◆ **TASK INSTRUCTIONS**
Below are some records. Count the lines with "rocky" in them and give nothing but the total.

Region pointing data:

########

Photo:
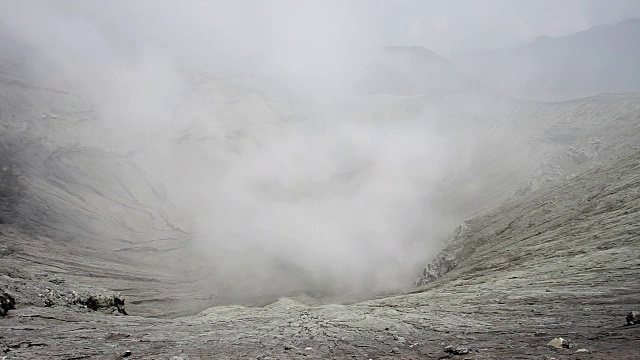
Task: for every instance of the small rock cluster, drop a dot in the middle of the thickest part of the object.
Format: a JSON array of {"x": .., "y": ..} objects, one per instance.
[
  {"x": 633, "y": 318},
  {"x": 7, "y": 302}
]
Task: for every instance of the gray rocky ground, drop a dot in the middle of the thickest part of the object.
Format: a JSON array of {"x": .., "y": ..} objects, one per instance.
[
  {"x": 549, "y": 246},
  {"x": 560, "y": 262}
]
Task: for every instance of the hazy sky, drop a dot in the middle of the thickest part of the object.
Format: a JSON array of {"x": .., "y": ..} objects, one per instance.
[{"x": 443, "y": 26}]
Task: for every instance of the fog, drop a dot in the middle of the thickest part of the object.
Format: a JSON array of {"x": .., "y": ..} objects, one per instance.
[{"x": 305, "y": 197}]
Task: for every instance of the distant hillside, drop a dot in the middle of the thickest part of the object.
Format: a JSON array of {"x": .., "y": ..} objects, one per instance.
[
  {"x": 413, "y": 70},
  {"x": 603, "y": 59}
]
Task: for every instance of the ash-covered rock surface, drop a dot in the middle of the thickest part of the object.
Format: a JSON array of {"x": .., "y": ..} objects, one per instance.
[{"x": 563, "y": 262}]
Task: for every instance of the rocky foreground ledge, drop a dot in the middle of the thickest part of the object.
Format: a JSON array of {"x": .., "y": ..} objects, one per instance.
[{"x": 553, "y": 275}]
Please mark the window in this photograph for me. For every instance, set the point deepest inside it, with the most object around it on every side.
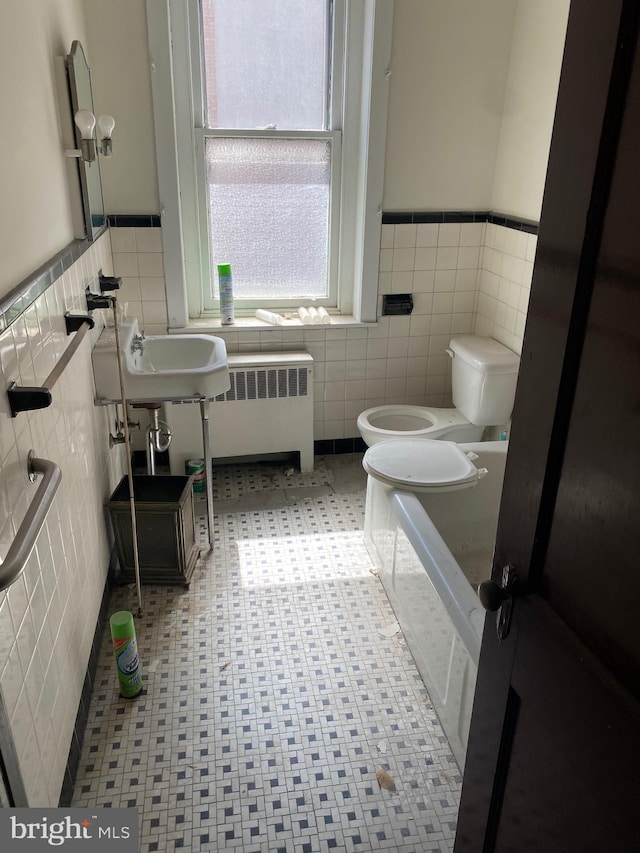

########

◆ **WRITTEN ANSWER**
2